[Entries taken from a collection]
------

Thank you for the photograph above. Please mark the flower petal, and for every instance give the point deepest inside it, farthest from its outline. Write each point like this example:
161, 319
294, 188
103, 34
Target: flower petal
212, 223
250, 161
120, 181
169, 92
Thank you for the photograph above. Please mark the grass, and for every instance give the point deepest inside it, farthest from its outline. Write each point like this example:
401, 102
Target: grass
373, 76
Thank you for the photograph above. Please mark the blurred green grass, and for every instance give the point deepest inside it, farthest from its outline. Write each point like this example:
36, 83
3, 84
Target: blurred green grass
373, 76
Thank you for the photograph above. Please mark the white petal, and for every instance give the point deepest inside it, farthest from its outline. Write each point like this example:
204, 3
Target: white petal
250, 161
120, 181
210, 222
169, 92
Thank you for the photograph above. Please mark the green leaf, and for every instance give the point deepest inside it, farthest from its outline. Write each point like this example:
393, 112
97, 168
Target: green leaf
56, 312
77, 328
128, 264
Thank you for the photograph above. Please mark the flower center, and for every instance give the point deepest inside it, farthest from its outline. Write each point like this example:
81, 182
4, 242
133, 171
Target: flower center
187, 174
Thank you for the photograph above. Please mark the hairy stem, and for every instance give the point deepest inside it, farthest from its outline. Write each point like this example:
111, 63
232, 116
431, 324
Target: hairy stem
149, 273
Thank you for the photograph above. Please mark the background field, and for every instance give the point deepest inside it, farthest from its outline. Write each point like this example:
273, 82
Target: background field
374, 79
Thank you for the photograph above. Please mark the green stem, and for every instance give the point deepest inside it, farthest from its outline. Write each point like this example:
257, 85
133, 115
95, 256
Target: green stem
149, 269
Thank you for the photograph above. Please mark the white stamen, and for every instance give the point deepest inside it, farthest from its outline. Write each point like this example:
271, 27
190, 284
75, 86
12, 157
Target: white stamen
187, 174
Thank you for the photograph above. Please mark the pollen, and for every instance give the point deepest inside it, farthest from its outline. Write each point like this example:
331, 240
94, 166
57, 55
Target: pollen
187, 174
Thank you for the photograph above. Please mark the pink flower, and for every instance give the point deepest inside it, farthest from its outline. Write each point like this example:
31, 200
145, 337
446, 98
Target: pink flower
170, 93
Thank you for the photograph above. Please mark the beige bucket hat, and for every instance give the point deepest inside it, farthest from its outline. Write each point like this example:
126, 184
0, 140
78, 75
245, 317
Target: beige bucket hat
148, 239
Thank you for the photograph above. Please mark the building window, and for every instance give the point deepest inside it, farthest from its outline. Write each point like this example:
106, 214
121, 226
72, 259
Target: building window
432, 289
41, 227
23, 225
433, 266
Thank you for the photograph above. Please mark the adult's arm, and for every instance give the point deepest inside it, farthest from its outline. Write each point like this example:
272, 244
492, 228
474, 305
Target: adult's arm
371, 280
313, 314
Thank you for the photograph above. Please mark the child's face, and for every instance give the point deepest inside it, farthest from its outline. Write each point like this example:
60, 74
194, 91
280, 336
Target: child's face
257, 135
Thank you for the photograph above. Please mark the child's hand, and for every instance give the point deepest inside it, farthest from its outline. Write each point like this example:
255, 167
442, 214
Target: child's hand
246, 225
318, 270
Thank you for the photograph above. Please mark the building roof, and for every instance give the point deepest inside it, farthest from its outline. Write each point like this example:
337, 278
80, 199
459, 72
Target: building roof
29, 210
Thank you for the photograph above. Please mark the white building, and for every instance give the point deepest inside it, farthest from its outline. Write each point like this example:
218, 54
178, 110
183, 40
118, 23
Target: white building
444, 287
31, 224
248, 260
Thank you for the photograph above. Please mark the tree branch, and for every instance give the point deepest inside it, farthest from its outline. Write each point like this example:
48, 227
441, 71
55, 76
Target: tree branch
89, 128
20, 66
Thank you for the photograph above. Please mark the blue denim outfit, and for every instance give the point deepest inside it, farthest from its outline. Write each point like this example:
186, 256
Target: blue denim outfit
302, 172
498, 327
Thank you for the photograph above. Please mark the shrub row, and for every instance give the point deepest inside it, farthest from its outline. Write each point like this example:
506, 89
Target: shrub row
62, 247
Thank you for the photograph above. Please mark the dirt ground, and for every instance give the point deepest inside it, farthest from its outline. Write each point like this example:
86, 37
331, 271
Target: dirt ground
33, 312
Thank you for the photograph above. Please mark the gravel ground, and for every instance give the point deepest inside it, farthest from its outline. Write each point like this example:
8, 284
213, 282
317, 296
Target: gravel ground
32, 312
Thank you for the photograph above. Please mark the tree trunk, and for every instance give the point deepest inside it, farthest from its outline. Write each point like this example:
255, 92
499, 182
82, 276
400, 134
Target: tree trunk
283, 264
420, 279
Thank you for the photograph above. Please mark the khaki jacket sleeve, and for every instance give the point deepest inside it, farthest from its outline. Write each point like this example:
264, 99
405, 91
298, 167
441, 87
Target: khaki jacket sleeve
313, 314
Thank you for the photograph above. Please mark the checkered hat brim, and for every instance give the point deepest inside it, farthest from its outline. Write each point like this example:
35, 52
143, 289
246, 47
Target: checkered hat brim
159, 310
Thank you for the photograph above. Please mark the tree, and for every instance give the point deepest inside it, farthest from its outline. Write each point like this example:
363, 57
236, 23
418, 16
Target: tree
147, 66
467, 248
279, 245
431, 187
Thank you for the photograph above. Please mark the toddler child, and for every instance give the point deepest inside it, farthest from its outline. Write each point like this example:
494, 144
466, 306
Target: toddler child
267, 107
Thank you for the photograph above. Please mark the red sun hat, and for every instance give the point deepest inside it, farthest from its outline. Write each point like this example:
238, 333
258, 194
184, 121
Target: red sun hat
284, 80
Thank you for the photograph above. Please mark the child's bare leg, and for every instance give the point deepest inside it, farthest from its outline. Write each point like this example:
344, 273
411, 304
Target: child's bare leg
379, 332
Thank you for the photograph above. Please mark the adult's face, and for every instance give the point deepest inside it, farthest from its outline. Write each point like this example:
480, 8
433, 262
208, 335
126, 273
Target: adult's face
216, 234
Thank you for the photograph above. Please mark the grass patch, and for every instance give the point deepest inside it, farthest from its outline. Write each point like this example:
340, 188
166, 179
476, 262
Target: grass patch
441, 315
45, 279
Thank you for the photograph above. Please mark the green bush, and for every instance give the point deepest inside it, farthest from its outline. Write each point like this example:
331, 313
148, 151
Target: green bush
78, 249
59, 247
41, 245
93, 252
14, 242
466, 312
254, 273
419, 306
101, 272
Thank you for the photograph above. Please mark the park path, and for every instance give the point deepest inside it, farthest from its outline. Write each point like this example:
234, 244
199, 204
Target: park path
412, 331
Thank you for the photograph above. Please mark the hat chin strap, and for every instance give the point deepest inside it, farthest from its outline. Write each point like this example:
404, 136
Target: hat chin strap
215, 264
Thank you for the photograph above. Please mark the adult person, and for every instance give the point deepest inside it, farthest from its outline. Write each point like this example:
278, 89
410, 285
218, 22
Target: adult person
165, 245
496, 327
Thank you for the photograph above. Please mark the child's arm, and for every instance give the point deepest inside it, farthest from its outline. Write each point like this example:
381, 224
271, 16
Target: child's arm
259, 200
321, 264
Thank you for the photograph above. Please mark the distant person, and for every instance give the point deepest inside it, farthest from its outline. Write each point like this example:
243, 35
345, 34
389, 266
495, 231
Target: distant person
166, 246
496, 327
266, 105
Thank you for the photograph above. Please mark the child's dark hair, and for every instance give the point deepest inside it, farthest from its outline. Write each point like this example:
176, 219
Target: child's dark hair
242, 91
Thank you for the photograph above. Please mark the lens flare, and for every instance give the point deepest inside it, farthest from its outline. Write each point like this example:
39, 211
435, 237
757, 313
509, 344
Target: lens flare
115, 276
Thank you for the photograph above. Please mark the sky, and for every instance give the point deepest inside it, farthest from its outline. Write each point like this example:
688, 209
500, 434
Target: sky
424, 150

------

- [Exercise directions]
Set down exactly what runs from the line containing "Target: lens flare" through the last line above, both lines included.

- [Response area]
Target: lens flare
115, 276
Thank you for the photograph above. Please mark the sky, and for every instance give the point deepest inside it, farthest from its outline. Write each point like this example:
688, 209
500, 434
Target: sky
424, 150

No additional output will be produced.